--- begin Dataset rows ---

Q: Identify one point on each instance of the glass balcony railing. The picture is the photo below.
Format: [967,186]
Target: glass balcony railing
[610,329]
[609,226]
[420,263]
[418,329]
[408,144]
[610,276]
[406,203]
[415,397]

--- end Dataset rows ---

Short exercise | Copy the records above word for word.

Problem solution |
Q: Identify one point on each instance of the glass balcony railing. The picture is the photo below.
Format: [967,186]
Target: glass balcony railing
[610,329]
[609,226]
[420,263]
[418,329]
[408,144]
[610,276]
[406,203]
[415,397]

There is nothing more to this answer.